▸ **Set task**:
Render each line of the items below as a JSON list of strings, with one string per line and any blank lines omitted.

Dataset excerpt
○ ○ ○
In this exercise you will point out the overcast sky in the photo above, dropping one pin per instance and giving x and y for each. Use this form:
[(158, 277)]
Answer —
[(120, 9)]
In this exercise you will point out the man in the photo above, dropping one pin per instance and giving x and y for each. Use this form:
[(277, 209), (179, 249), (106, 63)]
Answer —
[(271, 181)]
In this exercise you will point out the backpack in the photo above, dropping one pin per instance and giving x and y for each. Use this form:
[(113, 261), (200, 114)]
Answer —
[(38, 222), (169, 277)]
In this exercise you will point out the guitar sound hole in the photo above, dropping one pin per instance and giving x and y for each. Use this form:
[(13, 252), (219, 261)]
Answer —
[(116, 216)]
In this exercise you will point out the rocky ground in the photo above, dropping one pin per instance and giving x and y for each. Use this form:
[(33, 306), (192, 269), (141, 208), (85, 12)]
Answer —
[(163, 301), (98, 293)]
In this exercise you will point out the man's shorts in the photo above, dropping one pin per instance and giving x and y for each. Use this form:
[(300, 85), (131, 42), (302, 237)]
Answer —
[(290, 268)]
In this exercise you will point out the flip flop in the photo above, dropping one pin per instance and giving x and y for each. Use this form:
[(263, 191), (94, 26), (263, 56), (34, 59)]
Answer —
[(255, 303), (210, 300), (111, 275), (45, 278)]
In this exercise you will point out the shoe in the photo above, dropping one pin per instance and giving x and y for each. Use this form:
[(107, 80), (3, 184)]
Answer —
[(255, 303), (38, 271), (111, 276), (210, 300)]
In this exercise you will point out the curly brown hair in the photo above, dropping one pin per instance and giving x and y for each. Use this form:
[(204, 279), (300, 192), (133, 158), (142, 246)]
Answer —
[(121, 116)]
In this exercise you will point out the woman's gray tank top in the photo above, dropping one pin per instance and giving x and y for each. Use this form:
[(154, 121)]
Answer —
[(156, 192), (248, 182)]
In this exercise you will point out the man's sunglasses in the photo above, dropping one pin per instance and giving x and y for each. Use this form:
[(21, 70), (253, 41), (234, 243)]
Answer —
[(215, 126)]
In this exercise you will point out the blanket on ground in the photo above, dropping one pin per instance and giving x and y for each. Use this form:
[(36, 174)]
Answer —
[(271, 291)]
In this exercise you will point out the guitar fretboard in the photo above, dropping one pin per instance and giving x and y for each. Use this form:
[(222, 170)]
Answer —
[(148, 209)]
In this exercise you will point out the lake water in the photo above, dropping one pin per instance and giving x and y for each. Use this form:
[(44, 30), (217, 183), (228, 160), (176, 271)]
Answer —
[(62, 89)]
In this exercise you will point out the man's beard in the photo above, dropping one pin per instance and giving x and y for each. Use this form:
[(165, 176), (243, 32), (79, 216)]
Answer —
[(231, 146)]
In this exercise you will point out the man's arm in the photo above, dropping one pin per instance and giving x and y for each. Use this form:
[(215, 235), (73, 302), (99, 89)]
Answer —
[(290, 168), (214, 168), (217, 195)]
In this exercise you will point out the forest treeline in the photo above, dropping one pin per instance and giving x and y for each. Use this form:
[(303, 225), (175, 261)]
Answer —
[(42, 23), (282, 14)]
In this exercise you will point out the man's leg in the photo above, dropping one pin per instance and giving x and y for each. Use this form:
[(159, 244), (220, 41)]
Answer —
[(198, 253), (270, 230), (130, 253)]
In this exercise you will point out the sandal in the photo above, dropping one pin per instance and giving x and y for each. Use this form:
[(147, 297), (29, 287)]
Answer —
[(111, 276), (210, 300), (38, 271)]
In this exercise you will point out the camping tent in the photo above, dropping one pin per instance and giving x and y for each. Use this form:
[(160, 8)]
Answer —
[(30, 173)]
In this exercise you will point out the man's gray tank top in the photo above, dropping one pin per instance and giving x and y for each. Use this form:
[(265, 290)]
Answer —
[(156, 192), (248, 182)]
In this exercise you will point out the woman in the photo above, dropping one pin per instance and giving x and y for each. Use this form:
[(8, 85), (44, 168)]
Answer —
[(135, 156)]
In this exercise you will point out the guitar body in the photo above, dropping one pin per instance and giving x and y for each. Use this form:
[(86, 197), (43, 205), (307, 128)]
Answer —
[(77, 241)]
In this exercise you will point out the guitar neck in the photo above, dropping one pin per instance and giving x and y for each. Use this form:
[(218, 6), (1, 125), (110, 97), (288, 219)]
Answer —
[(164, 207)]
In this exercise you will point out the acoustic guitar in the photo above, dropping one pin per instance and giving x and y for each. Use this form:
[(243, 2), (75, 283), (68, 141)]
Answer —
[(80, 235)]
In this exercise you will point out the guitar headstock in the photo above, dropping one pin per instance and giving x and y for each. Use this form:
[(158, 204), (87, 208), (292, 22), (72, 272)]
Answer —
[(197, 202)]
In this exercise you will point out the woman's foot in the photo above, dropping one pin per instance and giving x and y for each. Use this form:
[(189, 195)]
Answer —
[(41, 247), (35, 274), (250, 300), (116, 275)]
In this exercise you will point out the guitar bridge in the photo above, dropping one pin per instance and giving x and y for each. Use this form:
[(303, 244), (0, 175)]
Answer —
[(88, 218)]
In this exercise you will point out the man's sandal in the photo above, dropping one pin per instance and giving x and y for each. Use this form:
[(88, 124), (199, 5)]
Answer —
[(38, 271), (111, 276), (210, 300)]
○ ○ ○
▸ **Answer to the exercise**:
[
  "In this exercise you will point out the overcast sky in the photo above, dropping one pin per instance and giving x and y for each. Use this form:",
  "[(158, 277)]",
  "Answer —",
  "[(120, 9)]",
  "In this exercise you will point out the man in the photo above, dropping one pin per instance and giving x and y for each. Use this form:",
  "[(277, 209), (179, 249), (106, 63)]",
  "Answer —",
  "[(271, 181)]",
  "In this exercise you will point out the backpack in the photo above, dropping one pin per instance and giving x and y for each. Use this form:",
  "[(113, 261), (200, 114)]",
  "Answer —",
  "[(38, 222), (169, 277)]",
  "In this exercise you will point out the guitar sound hole in the photo above, dropping one pin per instance and giving x and y for each. Use this form:",
  "[(13, 252), (219, 261)]",
  "Answer —",
  "[(116, 216)]",
  "In this exercise you will point out the rocky ground in the photo above, dropping one pin per instance and giving x and y for each. Use this form:",
  "[(33, 306), (192, 269), (141, 208), (85, 12)]",
  "Answer —",
  "[(163, 301), (98, 293)]",
  "In this exercise you will point out the man's shorts in the photo above, dropping one pin per instance and giving x and y for each. Use this form:",
  "[(300, 85), (131, 42), (302, 237)]",
  "Answer —",
  "[(290, 268)]",
  "In this exercise you will point out the flip flop in the photo above, dropping one pin per instance and giving x and y for each. Use this form:",
  "[(263, 191), (94, 26), (263, 56), (34, 59)]",
  "Answer —",
  "[(255, 303), (210, 300), (111, 275), (45, 278)]",
  "In this exercise you will point out the shoe in the photo above, dropping one pin per instance and giving x and y for each. Use this form:",
  "[(107, 80), (3, 184)]",
  "Answer —",
  "[(255, 303), (38, 271), (111, 276), (210, 300)]",
  "In this exercise you will point out the curly brown hair in the photo above, dropping one pin per instance and giving x and y for each. Use this form:",
  "[(204, 279), (300, 192), (133, 158), (142, 246)]",
  "Answer —",
  "[(121, 116)]",
  "In this exercise you will point out the woman's gray tank top in the photo above, dropping one pin per instance and giving x and y for each. Use this form:",
  "[(154, 121)]",
  "Answer —",
  "[(156, 192), (248, 182)]",
  "In this exercise you will point out the man's sunglasses in the photo above, dropping one pin per instance and giving x and y for each. Use this form:",
  "[(21, 70), (253, 41), (234, 243)]",
  "Answer —",
  "[(215, 126)]",
  "In this exercise you will point out the blanket on ground in the photo above, dropping one pin per instance and giving x and y for each. Use this form:",
  "[(36, 174)]",
  "Answer —",
  "[(271, 291)]",
  "In this exercise you will point out the guitar fretboard in the photo above, dropping one pin per instance and giving x and y for each. Use this form:",
  "[(222, 170)]",
  "Answer —",
  "[(148, 209)]",
  "In this exercise you will point out the lake water in the photo above, dropping one pin per instance and giving x and y for each. Use this form:",
  "[(44, 30), (217, 183), (228, 160), (176, 271)]",
  "Answer —",
  "[(62, 89)]",
  "In this exercise you will point out the man's beard in the photo above, dropping one pin per instance and giving x and y for each. Use this form:",
  "[(165, 176), (243, 32), (79, 216)]",
  "Answer —",
  "[(231, 146)]",
  "In this exercise you will point out the man's arm in the photo above, dropping one pin per instance and giving x and y for each. Use this form:",
  "[(215, 235), (73, 302), (99, 89)]",
  "Answer —",
  "[(290, 168), (214, 168), (217, 195)]",
  "In this exercise you will point out the forest treeline in the photo above, dropping one pin per instance and giving x and y for each. Use this form:",
  "[(303, 225), (175, 261)]",
  "Answer —",
  "[(42, 23), (282, 14)]",
  "In this exercise you will point out the man's leg in the photo above, dropping one pin per instance and giving x and y for each. Use this form:",
  "[(159, 244), (220, 41)]",
  "Answer —",
  "[(198, 253), (270, 230), (130, 253)]",
  "In this exercise you will point out the sandal in the photo above, dropping one pin per instance and giving x and y for each. Use this form:",
  "[(147, 297), (29, 287)]",
  "Answer —",
  "[(111, 276), (210, 300), (38, 271)]",
  "In this exercise you will point out the camping tent in the photo above, dropping one pin per instance and giving x and y for each. Use this form:",
  "[(160, 8)]",
  "Answer —",
  "[(30, 173)]",
  "In this exercise you will point out the man's gray tank top in the photo above, dropping one pin per instance and giving x and y for each. Use this form:",
  "[(265, 290)]",
  "Answer —",
  "[(156, 192), (248, 182)]",
  "In this exercise you will point out the woman in the photo above, dropping one pin per instance and giving x and y for each. Use this form:",
  "[(8, 85), (44, 168)]",
  "Answer —",
  "[(135, 156)]",
  "In this exercise you will point out the guitar body in the photo above, dropping one pin per instance and giving x and y for each. Use this form:",
  "[(86, 197), (43, 205), (307, 128)]",
  "Answer —",
  "[(77, 241)]",
  "In this exercise you will point out the guitar neck in the photo above, dropping one pin per instance and giving x and y for each. Use this form:",
  "[(218, 6), (1, 125), (110, 97), (288, 219)]",
  "Answer —",
  "[(164, 207)]",
  "In this exercise you will point out the acoustic guitar in the photo above, dropping one pin per instance and giving x and y for each. Use this form:",
  "[(243, 2), (75, 283), (68, 141)]",
  "Answer —",
  "[(80, 235)]",
  "In this exercise you will point out the guitar headstock in the photo above, dropping one pin per instance and giving x and y for each. Use this form:",
  "[(158, 204), (87, 208), (292, 22), (72, 272)]",
  "Answer —",
  "[(197, 202)]",
  "In this exercise you will point out the woman's foot in the photo above, dropping one pin per instance and giving x and y for each. Use this form:",
  "[(189, 195)]",
  "Answer —",
  "[(41, 247), (35, 274), (250, 300), (116, 275)]",
  "In this exercise you will point out the guitar bridge in the photo above, dropping one pin per instance and giving x and y for each. Use this form:",
  "[(303, 244), (0, 175)]",
  "Answer —",
  "[(88, 218)]",
  "In this exercise you will point out the man's sandal in the photo above, dropping one pin per instance and giving x and y for each. Use this form:",
  "[(88, 124), (199, 5)]",
  "Answer —",
  "[(38, 271), (111, 276), (210, 300)]"
]